# Source text
MEMORIALS AND RESOLUTIONS COMMITTEE
(1) The memorials and resolutions committee may provide for representation of the Association at the funeral services of any deceased member of the Association.
(2) Within a reasonable period of time following the death of any member, the memorials and resolutions committee shall present for incorporation in the minutes of the meeting a suitable memorial to the deceased.
(3) This committee shall prepare and present any other appropriate resolutions or memorials as determined by the President or the Board.
There shall be two audit committees of the Association as follows:
(1) Finance Audit Committee
(a) The Finance Audit Committee shall review the financial condition of the Association from time to time.
(b) This committee shall review the schedule of dues for active and associate members and recommend to the Board any changes in such schedule as it may consider advisable.
(c) The Finance Audit Committee shall consult with the president, secretary-treasurer and executive director and make arrangements to provide for any unusual or emergency-type expenditures.
(d) All other matters pertaining to finance shall be handled by this committee, subject to review and revision by the Board.
(2) ByLaw Audit Committee
(a) The ByLaw Audit Committee shall review the ByLaws of the Association annually and recommend to the Board appropriate amendments to the ByLaws pursuant to Article XXX.
The CLE Committee shall, from time to time, organize, implement, and sponsor continuing legal education programs for members and nonmembers of the Association in order to promote the education, civility, and ethics of the legal community in Roanoke and surrounding areas. The committee may establish attendance fees as it may deem advisable and as approved by the Board.
YOUNG LAWYERS COMMITTEE
(1) The president shall appoint a chair of the Young Lawyers Committee. The chair and all members of the Committee shall meet eligibility criteria for membership in the Virginia State Bar Young Lawyers Conference.
(2) The Young Lawyers Committee shall serve as a liaison between young lawyer members of the Association and the Board and the Virginia State Bar Young Lawyers Conference and shall perform such other duties as shall be assigned to the Committee by the Board.
PRO BONO COMMITTEE
(1) The president shall appoint not less than five members of the Pro Bono Committee.

# Problem
Resume the bar association's committee bylaws after the last sentence, on the appointment of Pro Bono Committee members.

# Listed entries
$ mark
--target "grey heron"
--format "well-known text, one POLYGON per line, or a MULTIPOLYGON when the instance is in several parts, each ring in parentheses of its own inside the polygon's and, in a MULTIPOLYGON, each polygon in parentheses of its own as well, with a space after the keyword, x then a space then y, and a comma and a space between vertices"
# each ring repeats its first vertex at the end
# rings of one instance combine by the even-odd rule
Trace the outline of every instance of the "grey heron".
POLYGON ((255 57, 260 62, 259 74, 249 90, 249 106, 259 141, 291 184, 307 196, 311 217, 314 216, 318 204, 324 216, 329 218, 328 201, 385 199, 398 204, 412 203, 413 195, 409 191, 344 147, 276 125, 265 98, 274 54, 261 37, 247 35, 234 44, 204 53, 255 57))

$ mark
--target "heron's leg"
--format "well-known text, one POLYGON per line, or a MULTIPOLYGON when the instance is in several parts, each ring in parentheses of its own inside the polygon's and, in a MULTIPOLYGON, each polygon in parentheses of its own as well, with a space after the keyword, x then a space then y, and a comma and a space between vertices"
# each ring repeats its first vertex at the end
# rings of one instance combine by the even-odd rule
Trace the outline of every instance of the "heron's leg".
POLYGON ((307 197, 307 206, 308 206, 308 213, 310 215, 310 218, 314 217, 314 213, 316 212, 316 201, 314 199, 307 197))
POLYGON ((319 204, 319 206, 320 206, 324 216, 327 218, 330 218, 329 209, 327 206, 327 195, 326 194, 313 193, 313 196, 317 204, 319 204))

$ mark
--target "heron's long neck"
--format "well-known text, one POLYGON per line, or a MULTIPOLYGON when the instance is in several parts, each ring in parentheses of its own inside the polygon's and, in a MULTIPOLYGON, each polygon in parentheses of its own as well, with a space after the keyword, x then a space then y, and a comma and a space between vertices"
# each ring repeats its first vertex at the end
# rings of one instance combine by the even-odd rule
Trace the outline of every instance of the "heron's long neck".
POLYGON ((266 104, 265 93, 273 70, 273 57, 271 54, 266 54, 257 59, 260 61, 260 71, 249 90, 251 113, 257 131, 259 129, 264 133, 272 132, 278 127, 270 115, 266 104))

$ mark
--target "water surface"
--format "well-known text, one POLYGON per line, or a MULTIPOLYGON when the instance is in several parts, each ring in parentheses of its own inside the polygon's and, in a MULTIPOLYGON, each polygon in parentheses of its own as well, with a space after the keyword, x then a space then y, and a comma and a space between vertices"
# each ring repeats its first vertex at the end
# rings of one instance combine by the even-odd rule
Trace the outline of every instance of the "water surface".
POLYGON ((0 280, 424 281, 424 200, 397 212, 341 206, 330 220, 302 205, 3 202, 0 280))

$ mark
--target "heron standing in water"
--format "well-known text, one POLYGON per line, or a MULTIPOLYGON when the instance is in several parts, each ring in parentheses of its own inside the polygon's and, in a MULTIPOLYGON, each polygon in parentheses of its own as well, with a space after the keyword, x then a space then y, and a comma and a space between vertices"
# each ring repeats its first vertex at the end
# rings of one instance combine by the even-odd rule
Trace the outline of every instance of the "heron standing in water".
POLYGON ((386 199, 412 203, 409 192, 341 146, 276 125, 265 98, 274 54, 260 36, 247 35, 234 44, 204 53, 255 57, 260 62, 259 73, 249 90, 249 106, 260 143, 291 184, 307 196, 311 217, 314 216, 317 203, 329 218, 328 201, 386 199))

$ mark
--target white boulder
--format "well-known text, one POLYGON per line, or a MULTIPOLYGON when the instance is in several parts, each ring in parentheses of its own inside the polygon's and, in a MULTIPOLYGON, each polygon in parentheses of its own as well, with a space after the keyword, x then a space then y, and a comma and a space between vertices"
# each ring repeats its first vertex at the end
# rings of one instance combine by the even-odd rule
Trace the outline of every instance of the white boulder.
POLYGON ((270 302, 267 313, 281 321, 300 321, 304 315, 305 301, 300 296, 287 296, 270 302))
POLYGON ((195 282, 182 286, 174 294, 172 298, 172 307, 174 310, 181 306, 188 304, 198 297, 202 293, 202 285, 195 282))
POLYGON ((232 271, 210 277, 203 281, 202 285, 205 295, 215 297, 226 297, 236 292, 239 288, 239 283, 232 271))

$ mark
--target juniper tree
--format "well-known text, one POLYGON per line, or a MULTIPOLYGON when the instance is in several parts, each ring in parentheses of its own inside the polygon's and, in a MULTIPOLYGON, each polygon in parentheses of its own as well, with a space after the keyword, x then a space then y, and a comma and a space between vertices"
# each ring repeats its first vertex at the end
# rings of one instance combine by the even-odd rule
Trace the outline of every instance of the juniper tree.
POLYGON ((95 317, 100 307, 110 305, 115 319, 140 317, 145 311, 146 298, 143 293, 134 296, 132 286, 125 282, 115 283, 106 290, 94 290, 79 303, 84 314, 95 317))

# Exercise answer
(2) The Pro Bono Committee shall receive requests for referrals from Blue Ridge Legal Services, Inc., and Legal Aid Society of the Roanoke Valley of persons seeking legal representation who qualify for services from those agencies except for a conflict of interests. The committee shall refer these requests for legal representation to members of the Bar to provide the representation without charging a fee.
(3) The Pro Bono Committee shall promote the provision of pro bono services among members of the Association, and from time to time, assist in the coordination of training programs and recognition programs for volunteers.
LONG RANGE PLANNING COMMITTEE
The Long Range Planning Committee shall identify future opportunities, issues, and potential areas that may affect the Association and suggest possible actions of the Association to the Board.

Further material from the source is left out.